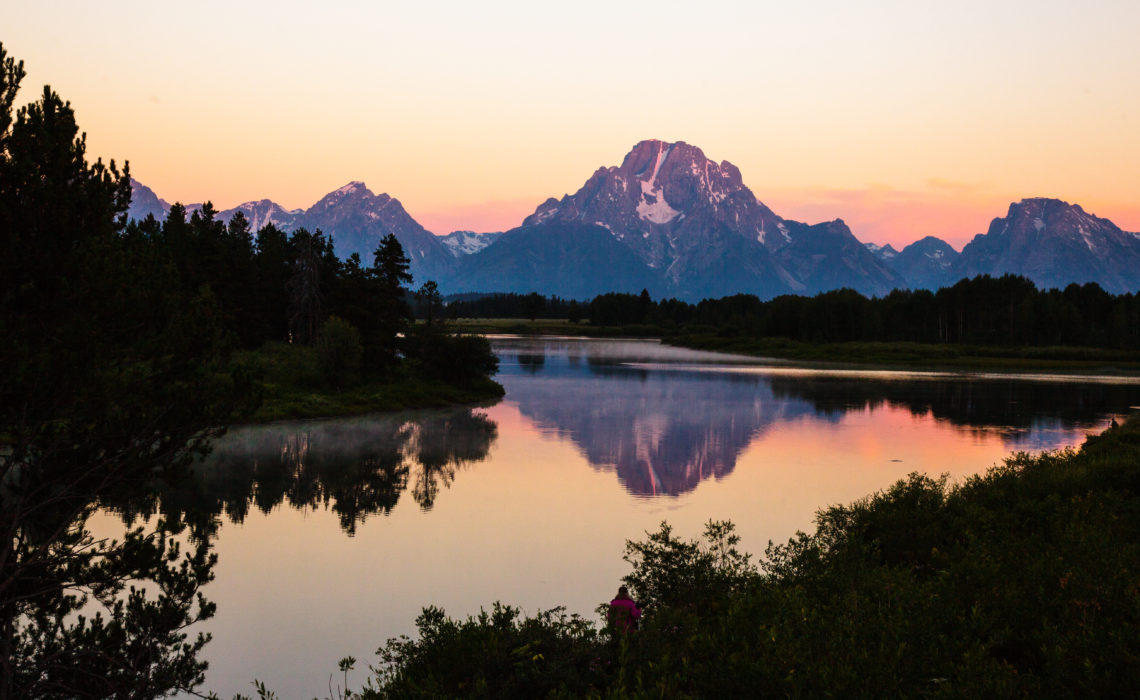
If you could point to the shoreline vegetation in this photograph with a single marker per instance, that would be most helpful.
(1022, 582)
(292, 388)
(885, 353)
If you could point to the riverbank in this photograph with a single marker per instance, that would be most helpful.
(293, 389)
(1019, 583)
(947, 356)
(944, 356)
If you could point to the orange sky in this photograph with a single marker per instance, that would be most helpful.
(904, 119)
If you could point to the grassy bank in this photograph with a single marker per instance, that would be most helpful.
(294, 388)
(1022, 583)
(944, 356)
(552, 326)
(919, 355)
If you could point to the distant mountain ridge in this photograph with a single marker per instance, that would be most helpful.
(355, 218)
(677, 224)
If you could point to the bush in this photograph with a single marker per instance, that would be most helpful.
(458, 359)
(339, 351)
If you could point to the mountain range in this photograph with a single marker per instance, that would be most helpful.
(677, 224)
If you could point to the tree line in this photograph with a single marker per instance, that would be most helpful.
(1007, 310)
(119, 368)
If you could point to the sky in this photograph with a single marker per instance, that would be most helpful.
(905, 119)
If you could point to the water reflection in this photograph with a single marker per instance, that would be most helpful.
(353, 467)
(665, 420)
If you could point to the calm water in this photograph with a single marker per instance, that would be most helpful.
(333, 535)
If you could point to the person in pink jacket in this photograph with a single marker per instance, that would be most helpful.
● ● ● ● ●
Please rewrite every line of the records above, replacing "single marker" with "single dot" wherever it occurs and leaving everything else unchanged. Omit the pictures from your answer.

## OUTPUT BELOW:
If you could point to the shoreline vegetation in this photograph with a single dot per instance, that would be most helpful.
(1022, 582)
(292, 388)
(885, 353)
If you could point to the riverbank in this photograph with a single dot per instance, that would be most helpful.
(293, 389)
(1019, 583)
(947, 356)
(944, 356)
If you could point to the orange sky in this photograph with a single dot per instance, that would be most helpful.
(904, 119)
If you could point to the grassy bank in this photograph with a single dot per instance, that would be most helpful.
(294, 388)
(1022, 583)
(944, 356)
(552, 326)
(919, 355)
If you could point to the distant mountain ridge in this photograph with a single dot per instance, that would be most helpful.
(355, 218)
(677, 224)
If you could point to the bush in this photograph with a single dot per instance, that would be most helpful.
(458, 359)
(339, 351)
If you could point to the mountain range in this photograph with a single dot per instance, that would be most helpful.
(677, 224)
If you could point to the tree line in this photograph with a single dot per instance, that would be most helpful.
(1007, 310)
(119, 368)
If you could point to the sky in this photograph with a single dot per instance, that would be most helpful.
(905, 119)
If you could point to the water reflection in this photograph with a single dot per instance, that would be most helpful.
(353, 467)
(665, 420)
If you could point to the calm water in this photograph with a single dot per instance, that would be most helpful.
(333, 535)
If you could point to the person in pink jacket in this photograph with a single dot per instance, that would be most helpful.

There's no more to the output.